◆ Point placement records
--- Start ---

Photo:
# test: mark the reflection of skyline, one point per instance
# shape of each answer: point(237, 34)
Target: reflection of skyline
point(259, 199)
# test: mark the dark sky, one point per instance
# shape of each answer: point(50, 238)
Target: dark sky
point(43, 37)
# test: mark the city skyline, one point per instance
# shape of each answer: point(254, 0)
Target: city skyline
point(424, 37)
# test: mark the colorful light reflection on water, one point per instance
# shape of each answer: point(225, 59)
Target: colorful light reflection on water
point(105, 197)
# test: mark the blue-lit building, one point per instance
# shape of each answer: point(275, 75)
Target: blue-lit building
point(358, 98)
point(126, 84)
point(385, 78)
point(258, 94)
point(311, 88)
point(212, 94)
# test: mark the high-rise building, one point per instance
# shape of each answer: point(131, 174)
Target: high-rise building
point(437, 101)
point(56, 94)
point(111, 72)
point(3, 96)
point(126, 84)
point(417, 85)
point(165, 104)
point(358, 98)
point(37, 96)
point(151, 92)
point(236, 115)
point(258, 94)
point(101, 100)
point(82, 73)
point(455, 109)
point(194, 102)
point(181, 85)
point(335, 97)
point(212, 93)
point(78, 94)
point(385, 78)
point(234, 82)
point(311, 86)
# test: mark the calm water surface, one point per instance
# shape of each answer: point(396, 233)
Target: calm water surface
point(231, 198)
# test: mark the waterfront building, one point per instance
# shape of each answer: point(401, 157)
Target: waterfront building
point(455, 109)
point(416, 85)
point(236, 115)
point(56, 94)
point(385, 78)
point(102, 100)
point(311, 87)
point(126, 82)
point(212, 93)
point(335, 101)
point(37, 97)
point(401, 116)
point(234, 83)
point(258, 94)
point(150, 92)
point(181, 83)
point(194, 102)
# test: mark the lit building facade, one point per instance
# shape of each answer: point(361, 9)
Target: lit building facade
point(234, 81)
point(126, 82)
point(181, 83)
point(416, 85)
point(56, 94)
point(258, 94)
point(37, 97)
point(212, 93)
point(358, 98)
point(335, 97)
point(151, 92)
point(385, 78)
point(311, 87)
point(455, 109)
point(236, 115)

--- End ---

◆ DIRECTIVE
Write out all the entries above again, substituting "one point per object" for every "one point per instance" and changing nothing else.

◆ CORRECT OUTPUT
Photo:
# test: mark the reflection of skyline, one point per object
# shape of each answer: point(237, 34)
Target: reflection of skyline
point(259, 199)
# test: mark the dark sky, one point per object
# shape of each answer: point(50, 238)
Target: dark sky
point(43, 37)
# test: mark the city skyline, one point per object
# shape of each answer: point(254, 0)
Target: city skyline
point(424, 37)
# test: mark the colorful light reflection on water, one point per object
# shape of each answer: point(225, 59)
Target: colorful light reflection on water
point(105, 197)
# test: mark the blue-lit building, one point per object
# shape of each answer: point(275, 75)
Target: blue-lit building
point(358, 98)
point(126, 84)
point(385, 78)
point(258, 94)
point(311, 88)
point(212, 94)
# test: mark the high-rise building, one point per object
# shape of each answer: point(131, 174)
Target: high-rise building
point(437, 101)
point(56, 94)
point(111, 72)
point(3, 96)
point(126, 84)
point(417, 85)
point(165, 104)
point(358, 98)
point(37, 96)
point(151, 92)
point(236, 115)
point(258, 94)
point(101, 100)
point(82, 73)
point(455, 109)
point(194, 102)
point(181, 85)
point(335, 97)
point(212, 93)
point(78, 94)
point(385, 78)
point(234, 82)
point(311, 86)
# test: mark the calm water surface, one point per object
# shape of each answer: point(396, 233)
Target: calm water surface
point(231, 198)
# test: mark the waterfront building, one point per object
# shape of each answer: point(401, 157)
Target: waterfront building
point(455, 109)
point(416, 85)
point(236, 115)
point(56, 94)
point(385, 78)
point(102, 100)
point(311, 87)
point(126, 82)
point(212, 93)
point(335, 101)
point(37, 97)
point(401, 116)
point(234, 83)
point(258, 94)
point(150, 92)
point(181, 83)
point(194, 102)
# test: mark the lit building facade, one point per object
# shape of each answer: point(361, 9)
Target: lit building facade
point(234, 81)
point(126, 82)
point(181, 83)
point(416, 85)
point(56, 94)
point(258, 94)
point(37, 97)
point(212, 93)
point(358, 98)
point(335, 97)
point(151, 92)
point(385, 78)
point(311, 87)
point(455, 109)
point(236, 115)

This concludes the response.